*** Records for processing ***

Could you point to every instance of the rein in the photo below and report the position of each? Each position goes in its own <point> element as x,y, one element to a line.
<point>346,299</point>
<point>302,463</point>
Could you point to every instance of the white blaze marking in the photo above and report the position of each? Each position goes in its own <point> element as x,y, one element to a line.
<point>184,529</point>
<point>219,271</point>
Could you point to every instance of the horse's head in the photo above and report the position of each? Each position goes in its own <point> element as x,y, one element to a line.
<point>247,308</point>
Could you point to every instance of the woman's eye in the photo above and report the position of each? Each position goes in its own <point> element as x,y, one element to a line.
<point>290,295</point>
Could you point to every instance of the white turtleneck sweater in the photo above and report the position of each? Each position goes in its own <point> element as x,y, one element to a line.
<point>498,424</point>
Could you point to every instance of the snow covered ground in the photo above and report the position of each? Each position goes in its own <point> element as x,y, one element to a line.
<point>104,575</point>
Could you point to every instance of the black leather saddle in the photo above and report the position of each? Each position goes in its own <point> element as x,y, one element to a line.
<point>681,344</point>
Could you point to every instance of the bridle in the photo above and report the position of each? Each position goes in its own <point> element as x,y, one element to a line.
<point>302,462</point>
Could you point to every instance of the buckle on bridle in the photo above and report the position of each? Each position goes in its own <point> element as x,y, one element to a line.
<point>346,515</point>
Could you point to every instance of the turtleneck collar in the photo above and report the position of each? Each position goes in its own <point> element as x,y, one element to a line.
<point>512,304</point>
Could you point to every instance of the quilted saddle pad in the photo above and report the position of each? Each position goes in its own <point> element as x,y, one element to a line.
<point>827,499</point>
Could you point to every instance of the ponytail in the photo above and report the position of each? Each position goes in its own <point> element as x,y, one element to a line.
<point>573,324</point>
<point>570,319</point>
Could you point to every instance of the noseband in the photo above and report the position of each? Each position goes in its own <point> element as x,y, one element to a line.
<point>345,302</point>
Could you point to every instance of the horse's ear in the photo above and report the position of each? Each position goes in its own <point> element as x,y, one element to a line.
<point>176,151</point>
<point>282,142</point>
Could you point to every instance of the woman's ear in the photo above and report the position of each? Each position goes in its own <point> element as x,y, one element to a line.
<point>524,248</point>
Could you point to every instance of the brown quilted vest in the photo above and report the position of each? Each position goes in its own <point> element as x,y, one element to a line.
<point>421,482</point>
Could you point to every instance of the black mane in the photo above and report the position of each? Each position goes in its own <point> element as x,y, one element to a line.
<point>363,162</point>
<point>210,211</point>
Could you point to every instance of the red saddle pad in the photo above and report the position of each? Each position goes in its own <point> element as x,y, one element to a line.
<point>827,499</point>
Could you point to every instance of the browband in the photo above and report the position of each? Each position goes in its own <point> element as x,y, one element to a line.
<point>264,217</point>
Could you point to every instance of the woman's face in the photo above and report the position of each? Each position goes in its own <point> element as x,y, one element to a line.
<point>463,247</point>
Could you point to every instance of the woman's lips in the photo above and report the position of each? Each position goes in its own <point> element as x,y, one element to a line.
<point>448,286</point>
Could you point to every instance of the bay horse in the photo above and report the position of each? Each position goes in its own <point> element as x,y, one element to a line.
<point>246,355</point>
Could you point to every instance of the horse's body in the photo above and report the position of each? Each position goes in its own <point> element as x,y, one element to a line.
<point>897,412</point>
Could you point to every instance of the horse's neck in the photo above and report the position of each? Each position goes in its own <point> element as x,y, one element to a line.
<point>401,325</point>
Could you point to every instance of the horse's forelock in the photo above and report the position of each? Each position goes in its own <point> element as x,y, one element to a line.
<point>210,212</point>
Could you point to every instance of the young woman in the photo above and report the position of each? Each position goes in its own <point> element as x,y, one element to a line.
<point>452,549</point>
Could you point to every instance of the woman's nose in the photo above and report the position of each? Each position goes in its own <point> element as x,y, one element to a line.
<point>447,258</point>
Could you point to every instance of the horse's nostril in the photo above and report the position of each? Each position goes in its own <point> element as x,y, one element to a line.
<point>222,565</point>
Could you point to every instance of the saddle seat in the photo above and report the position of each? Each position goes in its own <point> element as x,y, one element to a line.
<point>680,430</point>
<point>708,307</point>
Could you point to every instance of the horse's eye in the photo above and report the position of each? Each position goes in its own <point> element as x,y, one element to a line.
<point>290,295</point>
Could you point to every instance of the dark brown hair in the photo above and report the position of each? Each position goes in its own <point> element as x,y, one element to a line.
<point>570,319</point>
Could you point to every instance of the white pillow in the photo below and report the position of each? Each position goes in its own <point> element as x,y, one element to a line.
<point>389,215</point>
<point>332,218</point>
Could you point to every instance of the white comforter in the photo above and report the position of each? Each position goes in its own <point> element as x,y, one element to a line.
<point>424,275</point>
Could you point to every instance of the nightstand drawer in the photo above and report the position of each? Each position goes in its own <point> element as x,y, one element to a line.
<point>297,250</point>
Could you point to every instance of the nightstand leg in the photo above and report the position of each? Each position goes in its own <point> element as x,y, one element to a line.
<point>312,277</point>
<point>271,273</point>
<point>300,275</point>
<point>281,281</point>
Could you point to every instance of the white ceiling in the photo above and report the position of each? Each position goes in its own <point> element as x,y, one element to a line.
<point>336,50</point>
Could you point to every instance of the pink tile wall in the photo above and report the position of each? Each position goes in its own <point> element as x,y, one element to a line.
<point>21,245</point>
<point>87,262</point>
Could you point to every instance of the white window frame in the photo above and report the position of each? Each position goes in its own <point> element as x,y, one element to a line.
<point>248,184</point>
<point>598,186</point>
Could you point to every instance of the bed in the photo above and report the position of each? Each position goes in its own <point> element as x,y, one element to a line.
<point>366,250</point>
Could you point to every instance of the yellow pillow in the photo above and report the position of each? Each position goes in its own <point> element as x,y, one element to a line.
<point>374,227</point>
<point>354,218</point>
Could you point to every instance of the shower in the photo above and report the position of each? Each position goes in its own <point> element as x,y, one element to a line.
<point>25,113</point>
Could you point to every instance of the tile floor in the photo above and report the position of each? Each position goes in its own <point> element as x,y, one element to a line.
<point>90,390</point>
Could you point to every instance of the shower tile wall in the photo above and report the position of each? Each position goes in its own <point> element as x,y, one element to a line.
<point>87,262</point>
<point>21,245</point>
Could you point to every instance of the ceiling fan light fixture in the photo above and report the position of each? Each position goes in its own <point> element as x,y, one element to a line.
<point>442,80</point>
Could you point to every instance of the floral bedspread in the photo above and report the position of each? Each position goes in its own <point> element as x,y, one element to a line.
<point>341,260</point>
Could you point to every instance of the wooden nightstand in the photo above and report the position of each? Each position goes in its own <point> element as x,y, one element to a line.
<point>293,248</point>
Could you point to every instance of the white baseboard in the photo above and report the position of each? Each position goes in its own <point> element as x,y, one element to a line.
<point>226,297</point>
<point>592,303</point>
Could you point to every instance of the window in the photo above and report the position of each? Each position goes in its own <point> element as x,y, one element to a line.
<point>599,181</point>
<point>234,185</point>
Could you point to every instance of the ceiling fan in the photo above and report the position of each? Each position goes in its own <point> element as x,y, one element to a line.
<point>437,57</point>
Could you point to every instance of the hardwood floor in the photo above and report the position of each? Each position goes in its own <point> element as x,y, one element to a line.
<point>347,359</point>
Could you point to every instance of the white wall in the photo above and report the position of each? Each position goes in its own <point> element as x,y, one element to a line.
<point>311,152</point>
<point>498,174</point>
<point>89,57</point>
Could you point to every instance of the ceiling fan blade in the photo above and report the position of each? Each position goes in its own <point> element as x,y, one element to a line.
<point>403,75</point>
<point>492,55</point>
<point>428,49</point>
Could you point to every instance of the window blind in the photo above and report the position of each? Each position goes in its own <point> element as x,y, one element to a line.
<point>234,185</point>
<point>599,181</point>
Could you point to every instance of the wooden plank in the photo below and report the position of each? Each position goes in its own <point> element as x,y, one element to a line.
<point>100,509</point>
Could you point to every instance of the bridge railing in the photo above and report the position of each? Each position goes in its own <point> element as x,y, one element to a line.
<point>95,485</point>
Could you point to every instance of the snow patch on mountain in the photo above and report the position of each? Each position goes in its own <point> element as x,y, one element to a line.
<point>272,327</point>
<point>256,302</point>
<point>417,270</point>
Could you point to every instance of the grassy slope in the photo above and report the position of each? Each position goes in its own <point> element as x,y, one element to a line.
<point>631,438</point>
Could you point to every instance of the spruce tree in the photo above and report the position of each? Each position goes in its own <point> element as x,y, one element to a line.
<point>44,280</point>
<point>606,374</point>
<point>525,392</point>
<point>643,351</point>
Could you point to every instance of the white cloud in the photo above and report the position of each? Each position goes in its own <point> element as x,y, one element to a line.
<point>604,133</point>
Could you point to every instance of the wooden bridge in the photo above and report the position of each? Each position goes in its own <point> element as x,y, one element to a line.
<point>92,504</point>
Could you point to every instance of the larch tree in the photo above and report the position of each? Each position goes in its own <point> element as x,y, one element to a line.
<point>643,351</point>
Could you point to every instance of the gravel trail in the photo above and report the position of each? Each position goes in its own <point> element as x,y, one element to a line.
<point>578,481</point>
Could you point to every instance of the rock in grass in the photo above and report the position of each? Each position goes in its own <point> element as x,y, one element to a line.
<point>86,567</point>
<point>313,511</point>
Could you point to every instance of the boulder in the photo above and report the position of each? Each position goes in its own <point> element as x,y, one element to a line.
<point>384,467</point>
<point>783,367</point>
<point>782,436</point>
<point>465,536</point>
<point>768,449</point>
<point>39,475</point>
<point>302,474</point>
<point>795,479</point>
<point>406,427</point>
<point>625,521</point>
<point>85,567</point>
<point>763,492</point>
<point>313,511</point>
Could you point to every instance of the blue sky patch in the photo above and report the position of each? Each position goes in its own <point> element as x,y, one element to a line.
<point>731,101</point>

*** End of Records for processing ***

Task statement
The required output is the exact sequence of lines from the one containing "Could you point to every instance of the gravel" through the end of the listing, both endpoints included.

Answer box
Could you point to every instance of the gravel trail in the photo above and report the position of each? Each position goes in its own <point> element as x,y, one element to a line.
<point>578,481</point>
Could you point to every instance of the rock in grass in the photo above and report the position of each? Each position goes in its own <point> element as x,y, one element to a line.
<point>86,567</point>
<point>313,511</point>
Could you point to every instance of the boulder in the photo above and report the position of each? Each position goes in its own <point> element as x,y, one element to a line.
<point>384,467</point>
<point>783,367</point>
<point>782,436</point>
<point>465,536</point>
<point>768,449</point>
<point>39,475</point>
<point>302,474</point>
<point>795,479</point>
<point>406,427</point>
<point>625,521</point>
<point>85,567</point>
<point>763,492</point>
<point>313,511</point>
Could you point to every instance of the blue sky patch in the photo above and report the position of each? Each position goes in its own <point> element as x,y, one element to a line.
<point>731,101</point>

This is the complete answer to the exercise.